*** Begin section ***

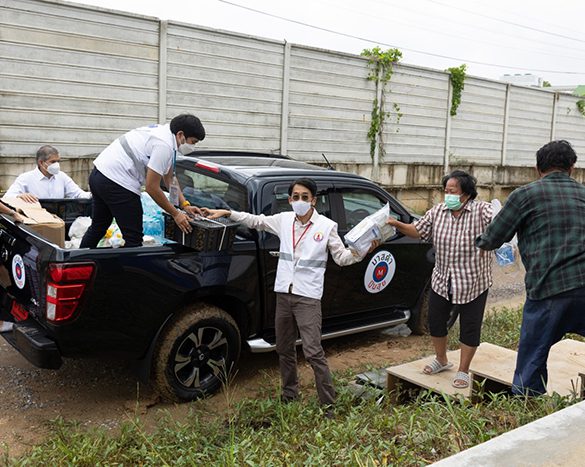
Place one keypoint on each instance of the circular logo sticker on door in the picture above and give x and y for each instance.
(379, 272)
(18, 271)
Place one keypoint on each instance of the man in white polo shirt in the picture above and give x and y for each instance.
(142, 157)
(306, 238)
(46, 181)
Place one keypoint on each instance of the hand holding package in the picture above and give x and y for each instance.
(373, 227)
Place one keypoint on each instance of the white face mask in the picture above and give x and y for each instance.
(53, 168)
(301, 207)
(186, 148)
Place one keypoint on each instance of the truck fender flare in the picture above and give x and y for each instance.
(144, 364)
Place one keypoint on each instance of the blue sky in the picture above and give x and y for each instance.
(492, 38)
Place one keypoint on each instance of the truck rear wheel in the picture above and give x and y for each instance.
(419, 321)
(196, 354)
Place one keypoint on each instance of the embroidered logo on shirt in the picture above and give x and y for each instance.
(379, 272)
(318, 236)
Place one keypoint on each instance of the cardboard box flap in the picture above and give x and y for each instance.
(34, 213)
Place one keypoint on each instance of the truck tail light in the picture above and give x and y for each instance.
(65, 287)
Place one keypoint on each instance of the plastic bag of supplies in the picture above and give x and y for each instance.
(505, 255)
(373, 227)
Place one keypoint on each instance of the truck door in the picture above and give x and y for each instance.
(392, 276)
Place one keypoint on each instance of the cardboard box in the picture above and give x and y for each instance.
(40, 220)
(207, 235)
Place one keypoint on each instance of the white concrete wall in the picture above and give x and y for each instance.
(77, 77)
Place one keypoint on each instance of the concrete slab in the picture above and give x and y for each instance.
(554, 440)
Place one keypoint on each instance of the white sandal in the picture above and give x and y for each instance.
(461, 380)
(436, 367)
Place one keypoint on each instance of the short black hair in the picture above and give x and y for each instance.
(46, 151)
(558, 155)
(308, 183)
(466, 181)
(188, 124)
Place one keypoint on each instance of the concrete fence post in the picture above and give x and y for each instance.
(380, 133)
(553, 123)
(503, 157)
(285, 99)
(447, 149)
(162, 71)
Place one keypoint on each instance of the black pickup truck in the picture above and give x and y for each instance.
(185, 315)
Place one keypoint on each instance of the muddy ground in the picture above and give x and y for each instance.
(106, 393)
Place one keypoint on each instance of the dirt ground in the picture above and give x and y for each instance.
(106, 393)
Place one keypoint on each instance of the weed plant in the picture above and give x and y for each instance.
(263, 431)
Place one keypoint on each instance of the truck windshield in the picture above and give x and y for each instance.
(202, 190)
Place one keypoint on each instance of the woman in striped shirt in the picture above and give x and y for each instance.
(462, 274)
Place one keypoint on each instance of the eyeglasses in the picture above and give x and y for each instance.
(304, 197)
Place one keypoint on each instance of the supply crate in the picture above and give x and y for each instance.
(207, 234)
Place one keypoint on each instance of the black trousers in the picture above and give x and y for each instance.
(470, 317)
(111, 200)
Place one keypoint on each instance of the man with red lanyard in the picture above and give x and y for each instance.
(306, 237)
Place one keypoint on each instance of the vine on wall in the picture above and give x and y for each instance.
(581, 106)
(457, 77)
(381, 66)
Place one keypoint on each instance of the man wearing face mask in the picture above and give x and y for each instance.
(46, 181)
(142, 157)
(306, 237)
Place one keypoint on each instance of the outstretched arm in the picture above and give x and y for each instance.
(406, 229)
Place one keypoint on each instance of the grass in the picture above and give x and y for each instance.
(262, 431)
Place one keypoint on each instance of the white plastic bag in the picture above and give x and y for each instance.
(505, 255)
(79, 227)
(373, 227)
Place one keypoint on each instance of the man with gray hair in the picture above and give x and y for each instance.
(46, 180)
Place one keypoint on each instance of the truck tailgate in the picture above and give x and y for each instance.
(23, 255)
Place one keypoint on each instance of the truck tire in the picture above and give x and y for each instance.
(196, 354)
(419, 320)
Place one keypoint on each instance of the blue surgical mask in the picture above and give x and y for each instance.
(453, 202)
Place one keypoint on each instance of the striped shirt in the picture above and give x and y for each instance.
(462, 272)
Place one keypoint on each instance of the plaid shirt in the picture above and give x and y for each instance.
(461, 270)
(549, 217)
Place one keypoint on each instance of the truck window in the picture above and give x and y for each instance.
(358, 204)
(202, 190)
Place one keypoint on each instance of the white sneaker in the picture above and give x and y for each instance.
(6, 326)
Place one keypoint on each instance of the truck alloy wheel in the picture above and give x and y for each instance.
(196, 354)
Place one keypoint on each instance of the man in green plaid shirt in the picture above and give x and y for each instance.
(549, 217)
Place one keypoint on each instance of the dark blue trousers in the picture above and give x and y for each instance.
(544, 323)
(111, 200)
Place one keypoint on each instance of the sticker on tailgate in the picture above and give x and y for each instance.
(18, 271)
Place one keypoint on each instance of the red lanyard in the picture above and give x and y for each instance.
(295, 243)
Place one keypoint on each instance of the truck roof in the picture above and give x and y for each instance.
(245, 165)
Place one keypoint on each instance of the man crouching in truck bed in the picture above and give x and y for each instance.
(146, 156)
(305, 238)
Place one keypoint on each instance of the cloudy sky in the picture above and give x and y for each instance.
(493, 38)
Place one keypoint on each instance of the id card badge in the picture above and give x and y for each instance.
(174, 191)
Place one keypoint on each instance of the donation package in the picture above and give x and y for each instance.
(39, 219)
(373, 227)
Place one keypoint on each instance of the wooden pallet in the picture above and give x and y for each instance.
(492, 370)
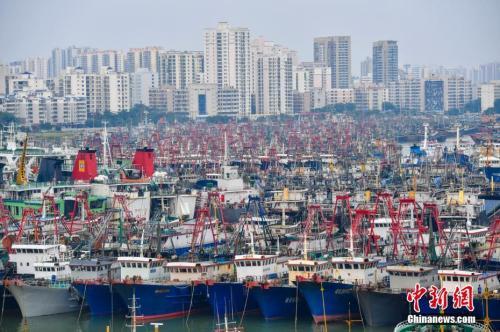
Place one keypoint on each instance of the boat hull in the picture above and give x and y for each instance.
(162, 301)
(479, 309)
(230, 298)
(100, 298)
(280, 302)
(42, 301)
(336, 302)
(380, 308)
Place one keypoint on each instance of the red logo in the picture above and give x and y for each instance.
(462, 297)
(415, 296)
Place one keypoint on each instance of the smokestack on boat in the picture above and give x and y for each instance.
(144, 161)
(85, 167)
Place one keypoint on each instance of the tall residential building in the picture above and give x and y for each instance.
(147, 57)
(62, 58)
(385, 61)
(24, 82)
(406, 94)
(458, 92)
(141, 81)
(228, 61)
(315, 76)
(159, 98)
(106, 91)
(433, 95)
(370, 97)
(301, 79)
(38, 66)
(42, 107)
(339, 96)
(489, 72)
(488, 93)
(335, 52)
(4, 73)
(181, 69)
(92, 62)
(272, 83)
(366, 67)
(202, 100)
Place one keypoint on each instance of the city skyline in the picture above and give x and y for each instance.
(467, 40)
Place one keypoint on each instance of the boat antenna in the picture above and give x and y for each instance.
(107, 159)
(142, 243)
(251, 243)
(305, 246)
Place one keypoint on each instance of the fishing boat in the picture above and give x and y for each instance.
(334, 298)
(182, 292)
(92, 279)
(387, 305)
(49, 290)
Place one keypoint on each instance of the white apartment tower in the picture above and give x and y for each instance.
(141, 81)
(458, 92)
(335, 52)
(272, 78)
(147, 57)
(228, 62)
(181, 69)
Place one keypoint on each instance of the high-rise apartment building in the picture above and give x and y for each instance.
(458, 92)
(106, 91)
(181, 69)
(366, 67)
(228, 61)
(272, 83)
(335, 52)
(147, 57)
(385, 61)
(141, 81)
(406, 94)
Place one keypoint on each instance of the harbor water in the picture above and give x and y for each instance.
(197, 323)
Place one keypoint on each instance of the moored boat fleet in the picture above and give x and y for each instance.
(341, 235)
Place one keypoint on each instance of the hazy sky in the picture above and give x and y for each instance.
(448, 32)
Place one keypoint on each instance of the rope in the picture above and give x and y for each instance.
(3, 303)
(245, 307)
(190, 303)
(296, 303)
(359, 308)
(324, 309)
(112, 304)
(83, 301)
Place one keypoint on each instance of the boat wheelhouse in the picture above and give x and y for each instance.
(24, 256)
(355, 270)
(142, 268)
(307, 269)
(188, 271)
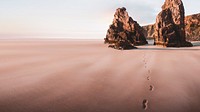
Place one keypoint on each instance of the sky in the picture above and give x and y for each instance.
(74, 19)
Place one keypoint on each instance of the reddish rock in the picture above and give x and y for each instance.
(170, 26)
(149, 31)
(124, 32)
(192, 27)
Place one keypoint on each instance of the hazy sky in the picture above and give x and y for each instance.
(73, 18)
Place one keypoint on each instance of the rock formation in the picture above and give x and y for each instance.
(149, 31)
(192, 27)
(170, 27)
(124, 32)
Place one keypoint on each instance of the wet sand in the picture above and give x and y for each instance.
(86, 76)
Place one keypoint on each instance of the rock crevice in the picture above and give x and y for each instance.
(124, 32)
(170, 25)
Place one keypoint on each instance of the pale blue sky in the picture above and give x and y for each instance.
(73, 18)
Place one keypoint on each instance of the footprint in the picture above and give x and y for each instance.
(148, 78)
(151, 88)
(145, 104)
(149, 71)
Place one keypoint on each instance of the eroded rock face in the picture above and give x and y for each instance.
(124, 32)
(149, 31)
(192, 27)
(170, 27)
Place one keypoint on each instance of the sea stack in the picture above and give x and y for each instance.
(170, 26)
(124, 32)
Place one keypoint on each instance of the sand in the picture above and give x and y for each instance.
(87, 76)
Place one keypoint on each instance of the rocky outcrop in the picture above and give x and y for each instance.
(192, 27)
(170, 25)
(124, 32)
(149, 31)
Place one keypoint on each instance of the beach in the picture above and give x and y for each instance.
(87, 76)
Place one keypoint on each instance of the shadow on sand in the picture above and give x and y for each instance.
(169, 49)
(150, 46)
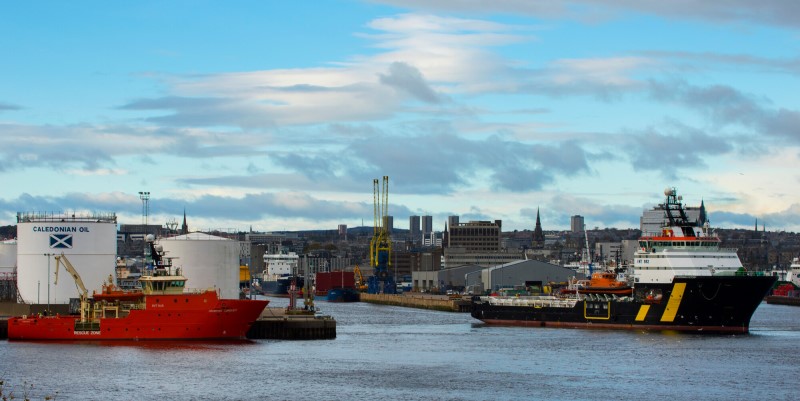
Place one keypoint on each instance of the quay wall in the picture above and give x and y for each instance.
(420, 301)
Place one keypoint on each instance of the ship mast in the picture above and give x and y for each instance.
(588, 255)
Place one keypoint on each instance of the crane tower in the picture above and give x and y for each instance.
(380, 247)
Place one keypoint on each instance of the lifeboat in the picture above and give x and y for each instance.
(111, 292)
(606, 283)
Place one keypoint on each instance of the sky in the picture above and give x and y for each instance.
(278, 115)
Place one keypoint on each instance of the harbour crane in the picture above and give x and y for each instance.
(380, 247)
(83, 292)
(359, 279)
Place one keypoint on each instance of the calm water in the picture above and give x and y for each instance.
(384, 352)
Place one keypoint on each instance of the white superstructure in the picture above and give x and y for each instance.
(681, 249)
(280, 264)
(89, 240)
(793, 275)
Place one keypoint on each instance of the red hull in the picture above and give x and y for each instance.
(163, 317)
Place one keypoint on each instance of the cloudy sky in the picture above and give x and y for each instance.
(278, 115)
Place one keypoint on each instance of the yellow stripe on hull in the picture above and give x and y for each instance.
(642, 313)
(674, 302)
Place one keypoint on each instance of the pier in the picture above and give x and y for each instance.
(420, 301)
(276, 324)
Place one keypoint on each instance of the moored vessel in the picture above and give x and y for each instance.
(280, 274)
(163, 309)
(682, 280)
(343, 294)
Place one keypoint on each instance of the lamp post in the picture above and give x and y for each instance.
(48, 255)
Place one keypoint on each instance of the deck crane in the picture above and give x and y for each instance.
(380, 247)
(83, 292)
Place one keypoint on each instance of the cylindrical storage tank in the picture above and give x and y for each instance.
(8, 256)
(207, 261)
(88, 241)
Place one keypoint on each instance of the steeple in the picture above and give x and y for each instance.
(703, 218)
(538, 235)
(184, 227)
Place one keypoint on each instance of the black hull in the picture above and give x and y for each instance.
(719, 304)
(280, 287)
(343, 295)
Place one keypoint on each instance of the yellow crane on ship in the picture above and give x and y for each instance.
(359, 279)
(380, 247)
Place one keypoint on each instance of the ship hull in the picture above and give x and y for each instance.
(163, 317)
(343, 295)
(713, 304)
(280, 287)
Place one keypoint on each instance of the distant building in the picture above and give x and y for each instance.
(432, 239)
(517, 273)
(452, 221)
(538, 234)
(576, 223)
(414, 228)
(653, 220)
(478, 243)
(427, 225)
(388, 224)
(476, 236)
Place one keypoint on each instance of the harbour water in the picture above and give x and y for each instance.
(386, 352)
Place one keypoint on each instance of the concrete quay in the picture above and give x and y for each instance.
(277, 324)
(420, 301)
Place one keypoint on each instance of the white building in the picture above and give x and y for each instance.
(88, 241)
(206, 260)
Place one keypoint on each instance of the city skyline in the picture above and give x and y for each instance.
(278, 116)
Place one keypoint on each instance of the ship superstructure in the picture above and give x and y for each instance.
(682, 280)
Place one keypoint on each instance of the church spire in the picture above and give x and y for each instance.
(538, 234)
(184, 227)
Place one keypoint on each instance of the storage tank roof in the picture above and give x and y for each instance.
(195, 237)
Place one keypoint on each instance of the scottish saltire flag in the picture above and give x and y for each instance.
(61, 241)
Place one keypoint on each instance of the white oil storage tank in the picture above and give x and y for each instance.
(207, 261)
(88, 240)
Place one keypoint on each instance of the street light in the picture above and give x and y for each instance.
(48, 255)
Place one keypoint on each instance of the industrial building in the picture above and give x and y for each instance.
(518, 273)
(454, 278)
(89, 241)
(207, 261)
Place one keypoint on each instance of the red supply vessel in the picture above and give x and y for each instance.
(161, 310)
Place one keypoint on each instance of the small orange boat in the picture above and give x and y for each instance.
(111, 292)
(606, 283)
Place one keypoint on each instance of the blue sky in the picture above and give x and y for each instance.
(278, 115)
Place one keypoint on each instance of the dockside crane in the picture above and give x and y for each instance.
(380, 247)
(83, 292)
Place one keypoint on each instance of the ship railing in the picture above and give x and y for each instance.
(534, 301)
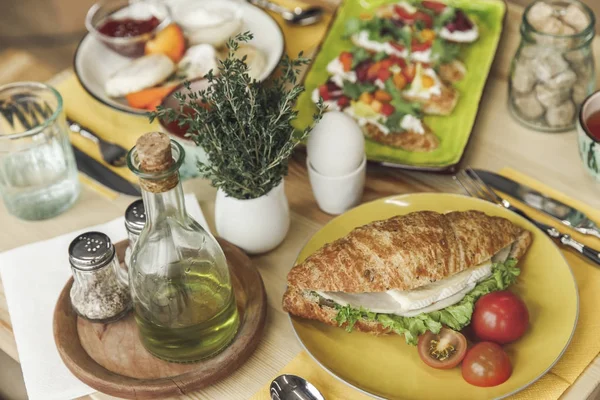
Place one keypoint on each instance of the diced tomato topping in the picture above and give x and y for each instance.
(409, 72)
(418, 46)
(324, 93)
(362, 71)
(397, 46)
(434, 6)
(373, 71)
(346, 60)
(426, 18)
(343, 101)
(387, 109)
(403, 13)
(384, 74)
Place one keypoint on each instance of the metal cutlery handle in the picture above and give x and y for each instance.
(590, 253)
(566, 240)
(75, 127)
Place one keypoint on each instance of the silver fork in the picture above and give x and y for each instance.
(475, 187)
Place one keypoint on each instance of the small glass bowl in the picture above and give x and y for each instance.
(193, 152)
(131, 46)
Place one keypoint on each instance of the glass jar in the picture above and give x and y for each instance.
(99, 292)
(553, 69)
(38, 175)
(183, 300)
(135, 219)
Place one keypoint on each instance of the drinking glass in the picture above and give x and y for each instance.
(38, 175)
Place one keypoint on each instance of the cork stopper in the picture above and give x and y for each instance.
(154, 155)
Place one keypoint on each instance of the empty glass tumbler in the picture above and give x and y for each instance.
(38, 175)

*** End section ***

### [The task]
Please copy the line that holds "Place one keypoint on each instance of the metal" and each line under it through the last line above, exactly as they stand, adding nothing.

### [Output for this task]
Place one keypoint on each instance of the metal cutlery handle in the picture above and give x and y for each instance.
(590, 253)
(566, 240)
(75, 127)
Place one keypoint on each instance of the silver fork in the picture above and give x and y for each instance.
(475, 187)
Place one keypoint on each instance of the small glass bowl in the picture above and give x and y for each instance.
(193, 152)
(131, 46)
Place one keypoint on each instance of the glass jar in the picture above and give x and y for each instance.
(99, 292)
(553, 69)
(38, 175)
(183, 300)
(135, 219)
Place one keypoint on each instance of the drinking glass in the picture above and give x and y for each instance.
(38, 175)
Place one keypoint on each instance of the cork stopper in the picture above and give x and y for each instance.
(154, 155)
Place one keypoint on each instance of the empty glass tumbler in the picture above and give x and y for each instance.
(38, 175)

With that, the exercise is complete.